***** Extracted material *****
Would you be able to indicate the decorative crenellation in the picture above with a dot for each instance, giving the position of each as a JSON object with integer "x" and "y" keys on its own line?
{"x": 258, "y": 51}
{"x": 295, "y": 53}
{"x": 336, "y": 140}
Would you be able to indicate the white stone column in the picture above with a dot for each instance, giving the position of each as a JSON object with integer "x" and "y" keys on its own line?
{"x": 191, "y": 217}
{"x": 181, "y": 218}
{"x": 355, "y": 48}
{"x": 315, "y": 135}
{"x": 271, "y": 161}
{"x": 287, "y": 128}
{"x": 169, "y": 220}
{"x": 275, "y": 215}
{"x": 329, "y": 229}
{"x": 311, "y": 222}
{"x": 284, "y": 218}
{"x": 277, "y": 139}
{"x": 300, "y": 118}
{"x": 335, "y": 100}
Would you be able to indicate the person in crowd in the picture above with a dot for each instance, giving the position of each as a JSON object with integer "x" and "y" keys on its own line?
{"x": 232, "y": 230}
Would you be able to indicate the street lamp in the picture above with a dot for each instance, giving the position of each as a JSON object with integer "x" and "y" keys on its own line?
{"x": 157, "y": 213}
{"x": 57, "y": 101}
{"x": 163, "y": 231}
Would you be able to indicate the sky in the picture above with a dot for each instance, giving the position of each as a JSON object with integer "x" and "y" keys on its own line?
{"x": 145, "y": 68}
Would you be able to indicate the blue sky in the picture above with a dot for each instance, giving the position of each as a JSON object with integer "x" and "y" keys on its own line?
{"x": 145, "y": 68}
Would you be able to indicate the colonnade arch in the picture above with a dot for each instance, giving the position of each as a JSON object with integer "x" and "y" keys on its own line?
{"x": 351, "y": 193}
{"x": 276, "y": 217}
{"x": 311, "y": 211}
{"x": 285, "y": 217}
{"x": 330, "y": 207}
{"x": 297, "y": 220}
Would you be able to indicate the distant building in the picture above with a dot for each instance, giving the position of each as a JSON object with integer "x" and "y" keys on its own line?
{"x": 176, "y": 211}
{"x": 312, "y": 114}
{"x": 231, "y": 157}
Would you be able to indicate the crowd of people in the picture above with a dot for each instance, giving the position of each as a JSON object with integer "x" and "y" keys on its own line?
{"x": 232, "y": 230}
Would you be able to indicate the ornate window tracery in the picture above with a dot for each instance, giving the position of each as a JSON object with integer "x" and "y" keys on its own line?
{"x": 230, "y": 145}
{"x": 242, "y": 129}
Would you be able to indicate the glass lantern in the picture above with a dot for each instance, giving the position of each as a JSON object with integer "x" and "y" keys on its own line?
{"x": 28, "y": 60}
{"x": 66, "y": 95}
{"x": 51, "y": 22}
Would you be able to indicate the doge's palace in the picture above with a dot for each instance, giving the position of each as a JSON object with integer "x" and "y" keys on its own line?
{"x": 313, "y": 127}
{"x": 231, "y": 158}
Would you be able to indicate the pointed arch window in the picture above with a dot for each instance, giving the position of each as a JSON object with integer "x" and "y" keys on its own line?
*****
Goal of the exercise
Output every record above exactly as it appears.

Complete answer
Would you be able to indicate the decorative crenellation in the picture above with a dot for each instance, giving the position of each as a JSON object with integer "x" and "y" keys on its own line?
{"x": 258, "y": 51}
{"x": 295, "y": 53}
{"x": 336, "y": 140}
Would you be able to indicate the white stone column in the picture above with a dot for each instance, giving the position of each as a JSON object with integer "x" and "y" keys on its own line?
{"x": 191, "y": 217}
{"x": 181, "y": 218}
{"x": 355, "y": 48}
{"x": 315, "y": 135}
{"x": 271, "y": 161}
{"x": 287, "y": 128}
{"x": 169, "y": 220}
{"x": 275, "y": 215}
{"x": 329, "y": 229}
{"x": 311, "y": 222}
{"x": 284, "y": 218}
{"x": 277, "y": 139}
{"x": 300, "y": 118}
{"x": 335, "y": 100}
Would you be able to indicate the person in crowd in the picture above with a dot for each instance, giving the position of each as a JSON object with integer "x" and "y" keys on its own line?
{"x": 232, "y": 230}
Would you be able to indicate the street lamp in the picture above with a dot for each instance, giving the position of each as a JSON object with integer "x" and "y" keys on its own line?
{"x": 157, "y": 213}
{"x": 57, "y": 101}
{"x": 163, "y": 231}
Would you be able to indicate the sky in the picture above with a dot for each instance, giving the position of each as a JSON object with integer "x" and "y" keys on its own line?
{"x": 145, "y": 68}
Would you be able to indicate the blue sky in the picture above with a dot for each instance, giving the position of each as a JSON object with integer "x" and "y" keys on its own line?
{"x": 145, "y": 68}
Would you be able to indicate the colonnade arch in the picture above with a dot for each instance, giving the position of each as a JSON object with integer "x" and "y" keys on its own line?
{"x": 351, "y": 193}
{"x": 276, "y": 217}
{"x": 311, "y": 211}
{"x": 285, "y": 217}
{"x": 330, "y": 207}
{"x": 297, "y": 220}
Would you be able to indicate the distant building in the picture above with a dot for each instance, giving the position of each as a JSON object with integer "x" and "y" keys on its own line?
{"x": 176, "y": 211}
{"x": 312, "y": 114}
{"x": 231, "y": 157}
Would you be able to indicate the crowd of people in the picture above with a dot for each instance, giving the position of each as a JSON object with integer "x" and "y" keys on its own line?
{"x": 232, "y": 230}
Would you be able to indicate the ornate window tracery in the picture above with a dot for each instance, giving the position of each as a JSON object with integer "x" and "y" keys on its own line?
{"x": 230, "y": 145}
{"x": 242, "y": 129}
Would you be able to indicate the glass lantern in the picture above with a dot for each instance, giving the position of each as a JSON object with integer "x" and "y" keys on its own line?
{"x": 28, "y": 60}
{"x": 66, "y": 95}
{"x": 51, "y": 22}
Would you be able to indicate the doge's palace in the picture above with a dot for each instance, giving the position of each as a JSON object with integer "x" and "y" keys on its own line?
{"x": 313, "y": 127}
{"x": 231, "y": 158}
Would you be able to indicate the pointed arch window in the picture above with a dot for each instance, giving the position of each as a JSON object with integer "x" and "y" keys on its own line?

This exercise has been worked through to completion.